» **PROBLEM**:
Reproduce exactly the lines from the top of the records below through the line holding "Screenshot QA — question: where is the grass-covered".

» **Referring expression grounding data**:
= = = = = = =
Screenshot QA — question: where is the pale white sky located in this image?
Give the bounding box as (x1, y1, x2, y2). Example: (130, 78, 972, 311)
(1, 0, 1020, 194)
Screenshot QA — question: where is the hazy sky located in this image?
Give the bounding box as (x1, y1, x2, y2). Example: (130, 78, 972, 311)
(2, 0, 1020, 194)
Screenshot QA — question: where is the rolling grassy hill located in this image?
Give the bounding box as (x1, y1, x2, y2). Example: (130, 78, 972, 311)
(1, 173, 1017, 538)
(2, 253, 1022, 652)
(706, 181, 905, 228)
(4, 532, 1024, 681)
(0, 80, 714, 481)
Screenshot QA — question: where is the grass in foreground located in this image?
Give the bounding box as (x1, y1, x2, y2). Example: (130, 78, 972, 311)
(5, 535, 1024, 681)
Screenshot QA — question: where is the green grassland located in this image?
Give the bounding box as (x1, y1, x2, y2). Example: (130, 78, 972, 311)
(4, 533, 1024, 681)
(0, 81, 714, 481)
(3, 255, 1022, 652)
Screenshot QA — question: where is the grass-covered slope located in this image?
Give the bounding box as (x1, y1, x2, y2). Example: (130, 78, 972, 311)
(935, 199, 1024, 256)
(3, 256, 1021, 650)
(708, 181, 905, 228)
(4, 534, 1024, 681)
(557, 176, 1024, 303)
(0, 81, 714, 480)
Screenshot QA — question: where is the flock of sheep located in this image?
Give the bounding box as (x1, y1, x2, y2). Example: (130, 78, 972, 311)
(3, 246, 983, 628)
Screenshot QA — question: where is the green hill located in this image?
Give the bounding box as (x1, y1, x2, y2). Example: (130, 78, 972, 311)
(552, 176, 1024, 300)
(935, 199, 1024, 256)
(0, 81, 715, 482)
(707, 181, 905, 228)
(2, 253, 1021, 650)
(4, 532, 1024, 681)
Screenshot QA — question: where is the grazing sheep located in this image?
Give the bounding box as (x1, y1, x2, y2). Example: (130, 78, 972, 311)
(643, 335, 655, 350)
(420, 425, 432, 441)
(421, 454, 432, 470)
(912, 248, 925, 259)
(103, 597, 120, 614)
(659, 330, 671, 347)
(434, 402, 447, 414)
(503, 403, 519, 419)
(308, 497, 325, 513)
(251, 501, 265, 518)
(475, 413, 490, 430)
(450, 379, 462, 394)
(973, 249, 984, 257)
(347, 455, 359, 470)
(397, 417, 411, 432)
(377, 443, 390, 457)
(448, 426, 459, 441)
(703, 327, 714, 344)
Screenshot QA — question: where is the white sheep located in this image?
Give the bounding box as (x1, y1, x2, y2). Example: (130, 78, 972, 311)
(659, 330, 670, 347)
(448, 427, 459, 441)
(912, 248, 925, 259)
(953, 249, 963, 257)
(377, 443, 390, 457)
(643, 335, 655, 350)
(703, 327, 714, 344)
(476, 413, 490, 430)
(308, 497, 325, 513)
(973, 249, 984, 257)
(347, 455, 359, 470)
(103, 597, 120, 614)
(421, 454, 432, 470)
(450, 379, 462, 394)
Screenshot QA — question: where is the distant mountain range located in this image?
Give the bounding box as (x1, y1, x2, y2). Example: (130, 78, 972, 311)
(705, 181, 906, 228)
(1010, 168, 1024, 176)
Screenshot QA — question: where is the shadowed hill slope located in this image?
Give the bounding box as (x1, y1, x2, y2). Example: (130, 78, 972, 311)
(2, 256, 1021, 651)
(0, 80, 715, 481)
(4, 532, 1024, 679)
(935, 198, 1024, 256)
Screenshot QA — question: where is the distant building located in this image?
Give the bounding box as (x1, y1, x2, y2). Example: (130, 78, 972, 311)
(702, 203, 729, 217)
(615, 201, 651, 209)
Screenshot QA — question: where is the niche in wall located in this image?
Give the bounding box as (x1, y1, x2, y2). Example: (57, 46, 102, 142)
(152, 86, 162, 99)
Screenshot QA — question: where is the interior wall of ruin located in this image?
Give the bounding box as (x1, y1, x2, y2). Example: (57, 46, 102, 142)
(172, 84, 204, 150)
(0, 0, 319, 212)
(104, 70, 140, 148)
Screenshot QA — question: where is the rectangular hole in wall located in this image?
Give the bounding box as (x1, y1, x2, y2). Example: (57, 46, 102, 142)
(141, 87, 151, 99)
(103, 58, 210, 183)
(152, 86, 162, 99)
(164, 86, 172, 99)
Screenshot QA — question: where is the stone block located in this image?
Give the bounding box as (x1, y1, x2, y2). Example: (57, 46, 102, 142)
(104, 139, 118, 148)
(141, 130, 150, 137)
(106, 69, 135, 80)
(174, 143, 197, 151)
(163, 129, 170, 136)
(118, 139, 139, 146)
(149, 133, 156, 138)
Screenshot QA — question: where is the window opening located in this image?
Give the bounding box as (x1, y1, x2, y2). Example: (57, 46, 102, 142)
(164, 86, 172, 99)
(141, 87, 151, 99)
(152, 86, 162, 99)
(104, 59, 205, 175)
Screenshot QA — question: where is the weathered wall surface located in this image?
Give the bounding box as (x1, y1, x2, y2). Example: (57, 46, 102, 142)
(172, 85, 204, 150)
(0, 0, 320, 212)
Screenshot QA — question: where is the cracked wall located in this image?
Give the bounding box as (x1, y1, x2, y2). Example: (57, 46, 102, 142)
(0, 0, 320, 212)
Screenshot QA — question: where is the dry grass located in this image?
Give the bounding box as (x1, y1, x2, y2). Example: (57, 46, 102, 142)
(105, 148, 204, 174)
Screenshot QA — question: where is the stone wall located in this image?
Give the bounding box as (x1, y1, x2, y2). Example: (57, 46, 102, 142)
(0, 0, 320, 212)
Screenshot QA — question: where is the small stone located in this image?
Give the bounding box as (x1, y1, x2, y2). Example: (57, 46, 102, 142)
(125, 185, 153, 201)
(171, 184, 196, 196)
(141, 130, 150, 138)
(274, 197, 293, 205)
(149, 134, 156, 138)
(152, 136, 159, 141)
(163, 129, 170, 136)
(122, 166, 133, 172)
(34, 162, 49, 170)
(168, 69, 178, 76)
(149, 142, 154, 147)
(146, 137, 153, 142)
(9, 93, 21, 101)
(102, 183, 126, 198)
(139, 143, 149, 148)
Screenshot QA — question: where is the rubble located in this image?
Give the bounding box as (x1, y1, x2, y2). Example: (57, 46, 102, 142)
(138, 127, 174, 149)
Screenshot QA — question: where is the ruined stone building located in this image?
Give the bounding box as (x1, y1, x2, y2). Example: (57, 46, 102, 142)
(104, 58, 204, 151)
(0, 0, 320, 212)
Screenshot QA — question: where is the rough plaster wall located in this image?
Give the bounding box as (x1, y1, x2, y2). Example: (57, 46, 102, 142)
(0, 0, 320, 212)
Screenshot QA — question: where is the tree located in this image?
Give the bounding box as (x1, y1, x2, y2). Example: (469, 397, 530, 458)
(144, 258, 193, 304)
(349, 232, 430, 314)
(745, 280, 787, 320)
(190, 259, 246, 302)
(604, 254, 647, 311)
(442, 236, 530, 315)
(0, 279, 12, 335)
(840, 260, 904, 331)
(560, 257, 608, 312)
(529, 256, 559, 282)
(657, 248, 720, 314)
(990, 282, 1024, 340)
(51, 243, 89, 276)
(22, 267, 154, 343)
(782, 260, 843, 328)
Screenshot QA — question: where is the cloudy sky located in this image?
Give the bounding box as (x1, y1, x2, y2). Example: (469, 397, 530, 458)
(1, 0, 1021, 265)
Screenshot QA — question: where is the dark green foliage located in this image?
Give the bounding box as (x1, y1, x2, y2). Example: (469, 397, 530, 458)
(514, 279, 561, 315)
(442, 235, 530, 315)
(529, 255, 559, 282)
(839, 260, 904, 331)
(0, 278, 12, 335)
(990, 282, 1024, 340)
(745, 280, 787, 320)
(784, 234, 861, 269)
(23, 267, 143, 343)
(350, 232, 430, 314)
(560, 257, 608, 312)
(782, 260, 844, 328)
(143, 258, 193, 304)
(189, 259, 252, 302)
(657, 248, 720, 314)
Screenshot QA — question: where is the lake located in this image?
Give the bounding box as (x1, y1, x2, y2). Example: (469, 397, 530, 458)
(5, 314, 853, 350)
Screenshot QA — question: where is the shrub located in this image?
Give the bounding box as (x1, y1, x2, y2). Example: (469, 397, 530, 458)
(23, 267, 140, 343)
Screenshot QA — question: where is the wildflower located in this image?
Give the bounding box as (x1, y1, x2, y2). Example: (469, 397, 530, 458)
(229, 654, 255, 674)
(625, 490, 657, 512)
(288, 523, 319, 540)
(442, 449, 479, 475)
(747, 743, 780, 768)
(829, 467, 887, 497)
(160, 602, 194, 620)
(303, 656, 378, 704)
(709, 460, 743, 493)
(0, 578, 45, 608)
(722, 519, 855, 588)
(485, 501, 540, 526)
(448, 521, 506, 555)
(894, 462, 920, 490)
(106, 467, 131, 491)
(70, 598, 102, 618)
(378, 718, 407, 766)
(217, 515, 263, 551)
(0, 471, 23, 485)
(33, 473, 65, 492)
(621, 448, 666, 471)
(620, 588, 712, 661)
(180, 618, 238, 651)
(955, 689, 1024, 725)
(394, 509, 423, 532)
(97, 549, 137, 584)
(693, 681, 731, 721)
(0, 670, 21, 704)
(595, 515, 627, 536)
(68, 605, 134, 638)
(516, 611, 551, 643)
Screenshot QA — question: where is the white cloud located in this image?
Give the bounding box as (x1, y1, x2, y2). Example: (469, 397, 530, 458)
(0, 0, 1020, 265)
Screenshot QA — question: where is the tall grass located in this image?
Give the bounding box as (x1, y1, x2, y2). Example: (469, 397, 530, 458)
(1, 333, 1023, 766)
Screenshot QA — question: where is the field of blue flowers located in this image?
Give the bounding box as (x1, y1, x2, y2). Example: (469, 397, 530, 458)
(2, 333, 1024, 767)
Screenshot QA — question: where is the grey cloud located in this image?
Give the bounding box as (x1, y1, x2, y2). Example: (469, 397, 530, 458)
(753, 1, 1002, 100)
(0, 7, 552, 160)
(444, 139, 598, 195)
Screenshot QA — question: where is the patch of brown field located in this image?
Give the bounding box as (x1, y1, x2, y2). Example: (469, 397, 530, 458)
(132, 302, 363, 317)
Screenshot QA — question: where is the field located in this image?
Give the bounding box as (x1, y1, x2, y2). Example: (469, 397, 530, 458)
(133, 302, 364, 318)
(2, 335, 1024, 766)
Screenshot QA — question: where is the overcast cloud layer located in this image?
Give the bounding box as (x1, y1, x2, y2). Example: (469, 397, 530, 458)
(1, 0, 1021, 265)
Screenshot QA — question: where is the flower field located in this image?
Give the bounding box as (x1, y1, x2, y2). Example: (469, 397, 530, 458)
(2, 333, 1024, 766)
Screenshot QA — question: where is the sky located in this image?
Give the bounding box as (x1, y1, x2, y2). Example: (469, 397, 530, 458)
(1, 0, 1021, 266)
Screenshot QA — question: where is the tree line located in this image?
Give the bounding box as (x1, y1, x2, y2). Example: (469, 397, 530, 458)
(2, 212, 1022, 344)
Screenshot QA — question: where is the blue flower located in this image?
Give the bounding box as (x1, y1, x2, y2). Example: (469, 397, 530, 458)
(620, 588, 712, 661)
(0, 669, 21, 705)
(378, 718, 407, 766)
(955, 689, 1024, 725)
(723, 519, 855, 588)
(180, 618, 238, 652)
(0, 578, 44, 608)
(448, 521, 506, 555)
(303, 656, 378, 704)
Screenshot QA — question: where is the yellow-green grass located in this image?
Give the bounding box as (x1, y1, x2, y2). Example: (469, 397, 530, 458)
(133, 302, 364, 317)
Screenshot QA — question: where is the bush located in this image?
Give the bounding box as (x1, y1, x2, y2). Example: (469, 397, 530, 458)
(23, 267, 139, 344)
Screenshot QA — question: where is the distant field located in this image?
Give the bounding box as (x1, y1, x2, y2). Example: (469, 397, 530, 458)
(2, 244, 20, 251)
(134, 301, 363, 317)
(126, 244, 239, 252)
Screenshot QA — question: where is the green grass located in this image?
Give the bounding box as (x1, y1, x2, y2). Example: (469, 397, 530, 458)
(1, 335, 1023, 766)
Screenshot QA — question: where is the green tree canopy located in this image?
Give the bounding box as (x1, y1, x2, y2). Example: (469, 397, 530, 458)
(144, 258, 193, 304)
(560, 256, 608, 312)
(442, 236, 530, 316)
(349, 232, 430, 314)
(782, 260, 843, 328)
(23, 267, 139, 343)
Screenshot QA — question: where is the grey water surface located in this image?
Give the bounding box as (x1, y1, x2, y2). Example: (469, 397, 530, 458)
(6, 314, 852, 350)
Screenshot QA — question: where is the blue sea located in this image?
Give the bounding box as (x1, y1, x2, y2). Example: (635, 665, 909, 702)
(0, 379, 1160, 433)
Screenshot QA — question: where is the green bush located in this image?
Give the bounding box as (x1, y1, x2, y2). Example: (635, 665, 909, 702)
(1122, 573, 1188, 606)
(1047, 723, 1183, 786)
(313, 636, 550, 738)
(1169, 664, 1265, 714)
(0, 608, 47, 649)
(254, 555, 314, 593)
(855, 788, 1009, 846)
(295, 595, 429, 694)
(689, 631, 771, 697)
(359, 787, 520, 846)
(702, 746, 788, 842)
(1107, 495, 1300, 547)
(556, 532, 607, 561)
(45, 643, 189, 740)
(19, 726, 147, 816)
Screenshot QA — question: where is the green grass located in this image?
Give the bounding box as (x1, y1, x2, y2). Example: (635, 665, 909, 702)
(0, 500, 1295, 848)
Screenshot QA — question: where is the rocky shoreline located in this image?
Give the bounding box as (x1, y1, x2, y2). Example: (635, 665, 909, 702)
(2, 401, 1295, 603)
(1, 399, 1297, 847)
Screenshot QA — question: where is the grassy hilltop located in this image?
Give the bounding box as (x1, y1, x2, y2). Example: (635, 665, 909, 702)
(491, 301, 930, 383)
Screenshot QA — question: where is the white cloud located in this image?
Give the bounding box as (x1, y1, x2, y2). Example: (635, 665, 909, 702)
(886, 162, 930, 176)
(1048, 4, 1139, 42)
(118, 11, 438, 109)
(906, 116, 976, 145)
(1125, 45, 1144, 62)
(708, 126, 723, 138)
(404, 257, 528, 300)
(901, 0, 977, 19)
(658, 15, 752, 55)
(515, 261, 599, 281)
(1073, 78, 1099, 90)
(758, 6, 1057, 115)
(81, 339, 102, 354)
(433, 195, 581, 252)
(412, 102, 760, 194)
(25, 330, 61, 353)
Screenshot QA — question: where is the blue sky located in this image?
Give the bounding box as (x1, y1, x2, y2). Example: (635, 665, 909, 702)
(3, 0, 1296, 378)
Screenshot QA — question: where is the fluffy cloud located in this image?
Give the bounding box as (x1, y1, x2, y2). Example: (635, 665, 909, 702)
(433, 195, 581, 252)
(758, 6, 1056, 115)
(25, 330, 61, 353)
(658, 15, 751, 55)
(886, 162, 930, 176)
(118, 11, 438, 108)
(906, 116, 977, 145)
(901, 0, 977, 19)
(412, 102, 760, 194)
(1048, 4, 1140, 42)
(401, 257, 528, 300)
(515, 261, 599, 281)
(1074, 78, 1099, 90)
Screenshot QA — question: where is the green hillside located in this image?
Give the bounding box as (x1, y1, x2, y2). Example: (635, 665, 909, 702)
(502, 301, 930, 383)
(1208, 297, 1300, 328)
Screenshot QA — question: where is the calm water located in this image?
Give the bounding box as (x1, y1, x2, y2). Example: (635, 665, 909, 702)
= = = = = = =
» **THE ANSWER**:
Screenshot QA — question: where is the pale white sky located in this image?
Give the bounding box as (x1, y1, x2, y2). Example: (130, 78, 972, 311)
(1, 0, 1020, 194)
Screenshot QA — question: where is the hazy sky located in this image?
Give the bounding box as (x1, y1, x2, y2). Example: (130, 78, 972, 311)
(2, 0, 1020, 194)
Screenshot QA — question: where is the rolling grassy hill located in this image?
Give the bounding box as (x1, y1, x2, y2). Example: (130, 78, 972, 311)
(1, 173, 1017, 538)
(2, 253, 1022, 652)
(706, 181, 905, 228)
(4, 532, 1024, 681)
(0, 80, 714, 481)
Screenshot QA — question: where is the grass in foreground located in this image?
Give the bounding box as (x1, y1, x2, y2). Example: (130, 78, 972, 311)
(5, 535, 1024, 681)
Screenshot QA — question: where is the green grassland located in this image?
Give the bounding box as (x1, y1, x2, y2). Example: (130, 78, 972, 311)
(4, 533, 1024, 681)
(0, 81, 714, 481)
(3, 255, 1022, 652)
Screenshot QA — question: where is the grass-covered slope located in this image?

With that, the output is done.